= Problem to work on =
Print the following items verbatim, starting at the line containing "Retail shelf audit — identify every snow covered" and ending at the line containing "0, 232, 638, 426". Include both of those lines.

= Information shown =
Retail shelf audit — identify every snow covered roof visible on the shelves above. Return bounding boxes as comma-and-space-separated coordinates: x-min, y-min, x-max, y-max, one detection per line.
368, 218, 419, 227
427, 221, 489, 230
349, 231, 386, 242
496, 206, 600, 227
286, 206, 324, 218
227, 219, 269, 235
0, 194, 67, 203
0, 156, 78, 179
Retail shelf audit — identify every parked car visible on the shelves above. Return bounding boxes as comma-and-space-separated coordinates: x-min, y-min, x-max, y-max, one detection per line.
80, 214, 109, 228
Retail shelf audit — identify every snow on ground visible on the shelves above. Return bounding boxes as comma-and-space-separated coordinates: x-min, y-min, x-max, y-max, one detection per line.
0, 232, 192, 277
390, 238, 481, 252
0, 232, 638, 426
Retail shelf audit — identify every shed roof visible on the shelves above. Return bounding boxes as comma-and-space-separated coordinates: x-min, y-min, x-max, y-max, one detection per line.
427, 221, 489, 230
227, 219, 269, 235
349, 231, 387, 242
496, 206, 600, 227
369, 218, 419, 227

* * *

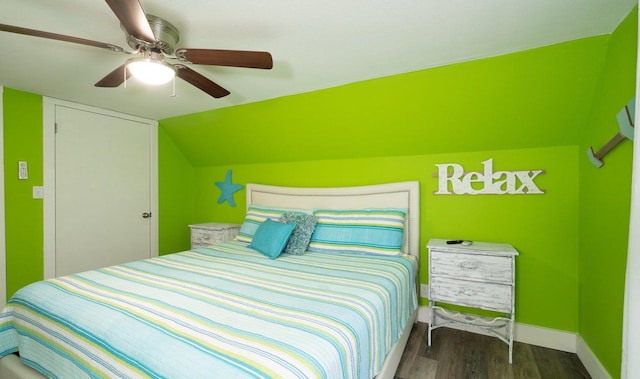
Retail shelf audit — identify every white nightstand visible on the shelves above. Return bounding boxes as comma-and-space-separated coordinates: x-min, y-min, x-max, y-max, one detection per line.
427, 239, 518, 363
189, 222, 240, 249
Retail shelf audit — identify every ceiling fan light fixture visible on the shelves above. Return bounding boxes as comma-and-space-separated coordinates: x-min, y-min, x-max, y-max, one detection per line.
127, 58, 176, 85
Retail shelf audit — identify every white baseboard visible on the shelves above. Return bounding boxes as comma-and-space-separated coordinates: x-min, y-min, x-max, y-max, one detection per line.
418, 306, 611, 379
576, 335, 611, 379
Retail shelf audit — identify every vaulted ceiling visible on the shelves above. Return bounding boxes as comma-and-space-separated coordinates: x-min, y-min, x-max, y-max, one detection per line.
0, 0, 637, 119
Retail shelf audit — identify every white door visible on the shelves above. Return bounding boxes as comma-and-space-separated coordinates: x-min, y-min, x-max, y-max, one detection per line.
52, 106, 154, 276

= Solution to this exercise =
Retail shelf audit — identify every snow covered roof visible on the shelves above. Return bounding boxes as comma-and-space-separated coordinates: x-min, y-min, x-max, y-max, one detection per line.
368, 218, 419, 227
427, 221, 489, 230
349, 231, 386, 242
496, 206, 600, 227
286, 206, 324, 218
227, 219, 269, 235
0, 194, 67, 203
0, 156, 78, 179
Retail shelf audit — identify every parked car visible on the shelves above. Return bounding boxes as comma-and-space-separated coordinates: x-min, y-min, x-max, y-max, one detection per line.
80, 214, 109, 228
Retail shelf audit — identify every snow on ground visible on the shelves above. Return bounding boxes as comma-and-space-separated coordinates: x-min, y-min, x-max, y-max, one detection per line.
0, 232, 192, 277
390, 238, 481, 252
0, 232, 638, 426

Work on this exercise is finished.